◆ Your instructions ◆
Lay out the rows below as a Markdown table, covering everything from the line containing "Objective — one point per instance of the drywall" down to the line containing "[[164, 210]]", both included, with blank lines left out. Use two columns: No for a running number and Line for the text of each line.

◆ Source records ◆
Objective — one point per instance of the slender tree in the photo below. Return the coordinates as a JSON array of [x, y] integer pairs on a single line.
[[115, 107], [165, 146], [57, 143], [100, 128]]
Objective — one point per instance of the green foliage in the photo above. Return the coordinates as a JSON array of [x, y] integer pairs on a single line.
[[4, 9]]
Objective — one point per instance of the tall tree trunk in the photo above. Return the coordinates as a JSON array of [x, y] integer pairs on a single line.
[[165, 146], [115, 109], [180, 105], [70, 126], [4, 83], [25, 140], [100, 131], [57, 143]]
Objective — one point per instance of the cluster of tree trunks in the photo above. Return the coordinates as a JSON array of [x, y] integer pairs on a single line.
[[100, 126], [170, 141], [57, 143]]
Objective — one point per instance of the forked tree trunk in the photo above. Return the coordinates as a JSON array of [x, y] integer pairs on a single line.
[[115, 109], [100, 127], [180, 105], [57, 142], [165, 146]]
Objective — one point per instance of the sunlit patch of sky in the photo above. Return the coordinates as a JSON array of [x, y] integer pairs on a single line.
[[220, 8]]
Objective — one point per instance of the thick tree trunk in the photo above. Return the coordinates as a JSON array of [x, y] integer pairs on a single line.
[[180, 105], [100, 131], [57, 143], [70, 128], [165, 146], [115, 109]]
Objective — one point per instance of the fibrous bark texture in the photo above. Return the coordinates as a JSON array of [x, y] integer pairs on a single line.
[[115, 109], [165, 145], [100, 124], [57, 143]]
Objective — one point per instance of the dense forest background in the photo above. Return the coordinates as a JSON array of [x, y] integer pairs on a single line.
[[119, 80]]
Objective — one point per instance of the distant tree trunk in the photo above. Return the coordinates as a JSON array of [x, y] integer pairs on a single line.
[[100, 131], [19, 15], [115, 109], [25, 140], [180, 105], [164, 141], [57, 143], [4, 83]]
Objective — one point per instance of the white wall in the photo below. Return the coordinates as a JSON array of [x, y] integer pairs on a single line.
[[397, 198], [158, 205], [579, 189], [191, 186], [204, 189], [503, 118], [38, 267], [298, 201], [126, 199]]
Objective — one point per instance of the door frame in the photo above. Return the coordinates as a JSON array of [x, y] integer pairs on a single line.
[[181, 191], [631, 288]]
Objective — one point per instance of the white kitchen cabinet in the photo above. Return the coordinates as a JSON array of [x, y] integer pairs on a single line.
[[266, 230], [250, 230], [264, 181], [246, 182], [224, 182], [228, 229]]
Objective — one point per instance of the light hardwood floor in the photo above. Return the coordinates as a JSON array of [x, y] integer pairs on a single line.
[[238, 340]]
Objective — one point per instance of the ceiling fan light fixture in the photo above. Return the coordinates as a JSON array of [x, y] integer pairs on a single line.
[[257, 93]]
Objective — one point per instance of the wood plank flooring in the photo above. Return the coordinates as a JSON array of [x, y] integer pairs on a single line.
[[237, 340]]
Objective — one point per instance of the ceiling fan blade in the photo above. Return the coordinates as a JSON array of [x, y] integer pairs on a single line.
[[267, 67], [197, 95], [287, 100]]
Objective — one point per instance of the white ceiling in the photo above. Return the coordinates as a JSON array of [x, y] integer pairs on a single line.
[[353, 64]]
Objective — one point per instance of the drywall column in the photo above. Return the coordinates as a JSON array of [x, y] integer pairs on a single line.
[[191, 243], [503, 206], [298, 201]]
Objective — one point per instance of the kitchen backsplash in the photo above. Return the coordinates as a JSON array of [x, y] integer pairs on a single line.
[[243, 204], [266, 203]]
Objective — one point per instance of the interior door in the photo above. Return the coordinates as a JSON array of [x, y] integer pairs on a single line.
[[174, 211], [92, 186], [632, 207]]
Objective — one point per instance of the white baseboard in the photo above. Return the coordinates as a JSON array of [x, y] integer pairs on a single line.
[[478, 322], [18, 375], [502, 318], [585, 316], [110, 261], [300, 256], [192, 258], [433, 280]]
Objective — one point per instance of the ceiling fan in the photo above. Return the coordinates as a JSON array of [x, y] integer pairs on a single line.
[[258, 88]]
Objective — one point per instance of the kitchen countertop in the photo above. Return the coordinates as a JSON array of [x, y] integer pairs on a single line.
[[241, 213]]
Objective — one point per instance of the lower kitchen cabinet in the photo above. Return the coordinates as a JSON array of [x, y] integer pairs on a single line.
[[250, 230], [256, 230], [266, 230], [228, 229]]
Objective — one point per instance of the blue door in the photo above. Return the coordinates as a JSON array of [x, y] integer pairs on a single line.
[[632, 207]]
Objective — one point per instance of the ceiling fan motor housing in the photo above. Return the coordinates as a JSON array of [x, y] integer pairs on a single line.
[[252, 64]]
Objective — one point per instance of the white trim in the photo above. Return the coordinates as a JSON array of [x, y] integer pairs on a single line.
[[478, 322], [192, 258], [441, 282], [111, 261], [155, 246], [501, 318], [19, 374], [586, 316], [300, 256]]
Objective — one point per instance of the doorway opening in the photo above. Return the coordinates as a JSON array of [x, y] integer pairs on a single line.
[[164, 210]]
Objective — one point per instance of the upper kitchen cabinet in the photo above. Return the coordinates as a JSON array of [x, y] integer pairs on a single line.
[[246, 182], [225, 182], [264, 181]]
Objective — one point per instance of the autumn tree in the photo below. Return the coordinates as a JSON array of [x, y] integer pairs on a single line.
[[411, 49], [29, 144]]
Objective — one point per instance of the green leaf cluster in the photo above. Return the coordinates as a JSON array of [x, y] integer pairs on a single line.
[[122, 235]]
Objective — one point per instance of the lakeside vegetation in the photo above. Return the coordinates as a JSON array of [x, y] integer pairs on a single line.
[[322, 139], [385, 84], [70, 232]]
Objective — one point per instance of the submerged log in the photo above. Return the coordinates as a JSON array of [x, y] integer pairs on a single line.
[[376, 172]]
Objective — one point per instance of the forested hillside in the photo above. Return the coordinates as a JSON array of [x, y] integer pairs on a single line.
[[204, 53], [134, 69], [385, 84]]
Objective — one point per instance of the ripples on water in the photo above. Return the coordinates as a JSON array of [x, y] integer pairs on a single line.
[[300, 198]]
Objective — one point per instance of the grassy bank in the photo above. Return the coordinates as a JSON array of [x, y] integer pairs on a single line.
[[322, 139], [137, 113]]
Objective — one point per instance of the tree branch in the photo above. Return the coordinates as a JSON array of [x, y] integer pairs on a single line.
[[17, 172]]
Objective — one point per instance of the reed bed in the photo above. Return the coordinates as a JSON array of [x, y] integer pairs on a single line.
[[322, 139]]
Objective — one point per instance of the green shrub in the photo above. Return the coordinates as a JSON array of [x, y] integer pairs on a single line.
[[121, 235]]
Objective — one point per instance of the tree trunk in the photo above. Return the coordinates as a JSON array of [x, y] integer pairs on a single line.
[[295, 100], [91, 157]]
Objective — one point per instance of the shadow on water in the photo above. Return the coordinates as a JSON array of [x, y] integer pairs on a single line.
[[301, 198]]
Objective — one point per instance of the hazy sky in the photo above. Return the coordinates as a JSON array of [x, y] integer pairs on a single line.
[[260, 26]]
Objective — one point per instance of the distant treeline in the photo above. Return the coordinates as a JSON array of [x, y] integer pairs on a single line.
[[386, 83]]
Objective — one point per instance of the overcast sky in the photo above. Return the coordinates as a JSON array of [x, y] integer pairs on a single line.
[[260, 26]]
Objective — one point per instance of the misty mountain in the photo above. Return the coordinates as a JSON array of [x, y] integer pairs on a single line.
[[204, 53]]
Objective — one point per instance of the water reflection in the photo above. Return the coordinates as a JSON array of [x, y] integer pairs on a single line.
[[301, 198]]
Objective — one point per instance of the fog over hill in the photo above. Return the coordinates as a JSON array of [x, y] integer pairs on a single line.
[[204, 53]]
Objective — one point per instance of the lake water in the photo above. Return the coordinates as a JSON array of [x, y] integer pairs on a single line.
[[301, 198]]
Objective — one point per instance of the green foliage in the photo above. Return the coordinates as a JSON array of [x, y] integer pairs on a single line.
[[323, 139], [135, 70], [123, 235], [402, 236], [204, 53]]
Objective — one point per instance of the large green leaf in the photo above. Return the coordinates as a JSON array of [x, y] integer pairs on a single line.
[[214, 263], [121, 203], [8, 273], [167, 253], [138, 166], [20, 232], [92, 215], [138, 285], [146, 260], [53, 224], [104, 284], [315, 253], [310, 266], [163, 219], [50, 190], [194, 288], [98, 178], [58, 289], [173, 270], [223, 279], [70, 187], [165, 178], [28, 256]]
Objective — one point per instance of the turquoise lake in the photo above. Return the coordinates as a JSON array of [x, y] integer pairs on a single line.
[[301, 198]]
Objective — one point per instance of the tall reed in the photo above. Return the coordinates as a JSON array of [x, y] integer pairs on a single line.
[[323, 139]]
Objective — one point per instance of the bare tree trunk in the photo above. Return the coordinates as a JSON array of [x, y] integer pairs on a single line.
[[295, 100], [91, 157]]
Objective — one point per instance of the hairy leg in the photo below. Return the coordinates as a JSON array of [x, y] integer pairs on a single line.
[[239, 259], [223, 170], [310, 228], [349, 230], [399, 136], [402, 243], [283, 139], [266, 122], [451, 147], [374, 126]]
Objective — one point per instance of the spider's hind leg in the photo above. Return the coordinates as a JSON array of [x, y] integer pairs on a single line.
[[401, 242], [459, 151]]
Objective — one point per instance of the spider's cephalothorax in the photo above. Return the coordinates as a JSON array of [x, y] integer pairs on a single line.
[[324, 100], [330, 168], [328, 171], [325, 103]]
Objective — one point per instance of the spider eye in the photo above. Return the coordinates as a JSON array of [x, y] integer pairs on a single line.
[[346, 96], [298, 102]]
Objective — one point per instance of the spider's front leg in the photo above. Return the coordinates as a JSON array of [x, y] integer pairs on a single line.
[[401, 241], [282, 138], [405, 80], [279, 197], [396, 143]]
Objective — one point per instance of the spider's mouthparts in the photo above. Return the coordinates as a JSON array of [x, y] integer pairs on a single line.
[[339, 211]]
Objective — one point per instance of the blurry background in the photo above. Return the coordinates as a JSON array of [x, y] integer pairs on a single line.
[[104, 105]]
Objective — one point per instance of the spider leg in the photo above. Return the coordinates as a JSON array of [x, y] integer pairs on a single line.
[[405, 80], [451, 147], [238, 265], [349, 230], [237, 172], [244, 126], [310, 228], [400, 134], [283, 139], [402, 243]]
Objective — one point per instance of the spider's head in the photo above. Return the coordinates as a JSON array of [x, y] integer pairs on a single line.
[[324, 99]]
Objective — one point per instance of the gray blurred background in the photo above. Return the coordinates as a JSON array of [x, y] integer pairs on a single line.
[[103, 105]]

◆ Output for this task ◆
| No | Line |
|---|---|
| 1 | Objective — one point per instance of the drywall column in the photo above. Return the coordinates as a JSON array of [x, y] integer pairs on a single line. |
| 2 | [[191, 243], [503, 206], [298, 201]] |
| 3 | Objective — one point per instance of the kitchen backsplash in the photo above. Return the coordinates as a JSON array of [x, y] integer pairs on a single line. |
| 4 | [[243, 204], [266, 203]] |
| 5 | Objective — one point per instance of the interior door in the photo above. Return the coordinates as a JSON array of [x, y] integer pairs on a single line. |
| 6 | [[174, 211], [92, 186], [632, 207]] |
| 7 | Objective — one point per instance of the white baseboard in the photo above. Return the coordinates as a JSON array of [x, y] integer pairs on a single line. |
| 8 | [[478, 322], [18, 375], [502, 318], [585, 316], [110, 261], [300, 256], [192, 258], [433, 280]] |
| 9 | Objective — one point per instance of the ceiling fan in the photo above. Return the coordinates as a JSON array of [x, y] integer pairs on a single line. |
| 10 | [[258, 88]] |
| 11 | Objective — one point per instance of the kitchen countertop in the photo above. Return the coordinates as a JSON array of [x, y] integer pairs on a single line. |
| 12 | [[241, 213]] |
| 13 | Objective — one point per instance of the lower kitchen cabinet in the photo above. Return the coordinates as a JSON array of [x, y] integer pairs on a single line. |
| 14 | [[250, 230], [256, 230], [266, 230], [228, 229]] |
| 15 | Objective — one point per instance of the blue door in the photo above. Return the coordinates as a JSON array of [x, y] integer pairs on a single line. |
| 16 | [[632, 207]] |
| 17 | Objective — one point per instance of the ceiling fan motor housing in the photo above. Return the coordinates as a JSON array of [x, y] integer pairs on a single line. |
| 18 | [[252, 64]] |
| 19 | Objective — one point per instance of the white trim in the photo above. Return the coordinates as a JSON array of [x, y] integer pairs on a single line. |
| 20 | [[478, 322], [192, 258], [441, 282], [111, 261], [155, 246], [501, 318], [19, 374], [586, 316], [300, 256]] |
| 21 | Objective — one point per instance of the doorway opening in the photo above. Return the coordinates as a JSON array of [x, y] integer pairs on a single line. |
| 22 | [[164, 210]] |